### GIVEN REQUEST
Rewrite only the lines from the one containing "Where can you spot the thick" through the one containing "[1128, 809]", changing "branch" to "limb" and leaving everything else unchanged.

### TASK INPUTS
● ● ● ● ● ● ●
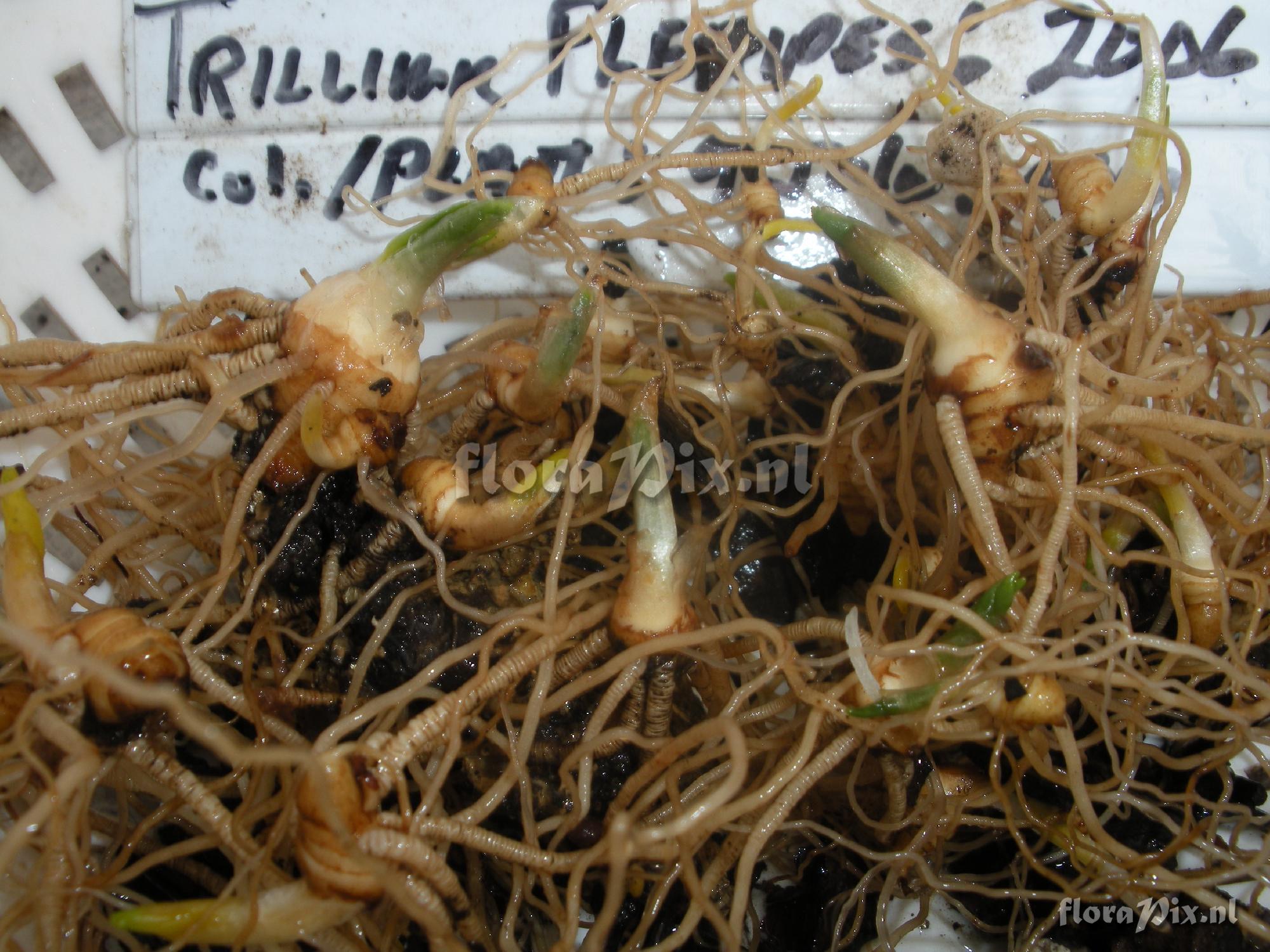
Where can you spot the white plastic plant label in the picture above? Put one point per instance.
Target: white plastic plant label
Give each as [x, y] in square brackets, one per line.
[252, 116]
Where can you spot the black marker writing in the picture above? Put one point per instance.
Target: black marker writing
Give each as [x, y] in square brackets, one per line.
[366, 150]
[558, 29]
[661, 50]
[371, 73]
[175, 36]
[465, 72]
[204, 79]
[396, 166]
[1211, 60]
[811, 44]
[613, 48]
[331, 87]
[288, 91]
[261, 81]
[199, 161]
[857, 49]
● ● ● ● ● ● ●
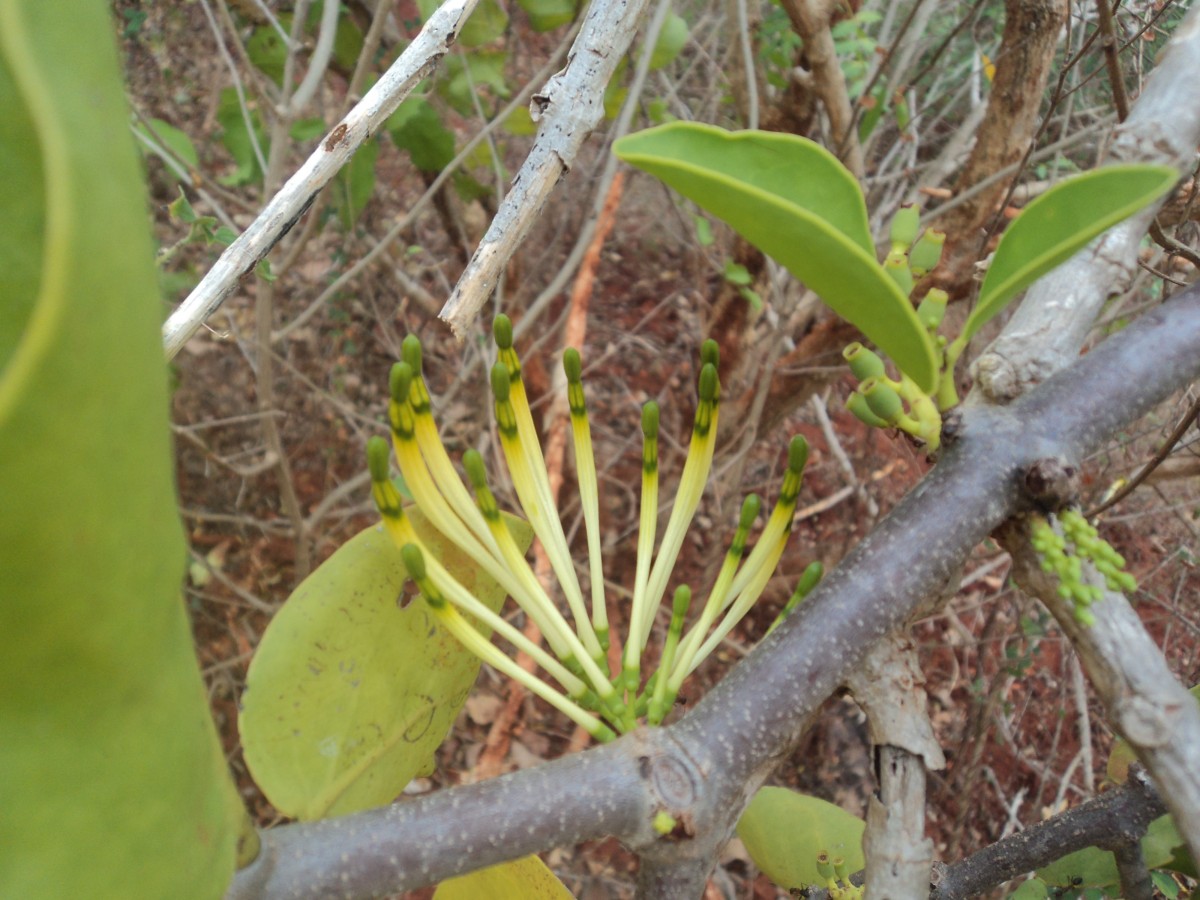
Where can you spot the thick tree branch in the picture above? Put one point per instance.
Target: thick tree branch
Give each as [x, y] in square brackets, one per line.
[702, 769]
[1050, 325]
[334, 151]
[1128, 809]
● ● ● ● ● ● ●
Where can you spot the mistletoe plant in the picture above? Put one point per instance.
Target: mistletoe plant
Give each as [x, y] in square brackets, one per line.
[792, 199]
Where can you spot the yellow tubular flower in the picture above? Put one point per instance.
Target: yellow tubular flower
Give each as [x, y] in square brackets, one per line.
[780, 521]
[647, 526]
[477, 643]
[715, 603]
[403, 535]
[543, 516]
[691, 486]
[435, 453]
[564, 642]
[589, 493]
● ● ● ● ● ● ●
### EXERCISE SOLUTION
Where can you spot the thick tree limb in the picture above? Put one point per instance.
Target: thick tree limb
Give each as [x, y] in square brackets, one per line.
[702, 769]
[1050, 325]
[334, 151]
[1128, 809]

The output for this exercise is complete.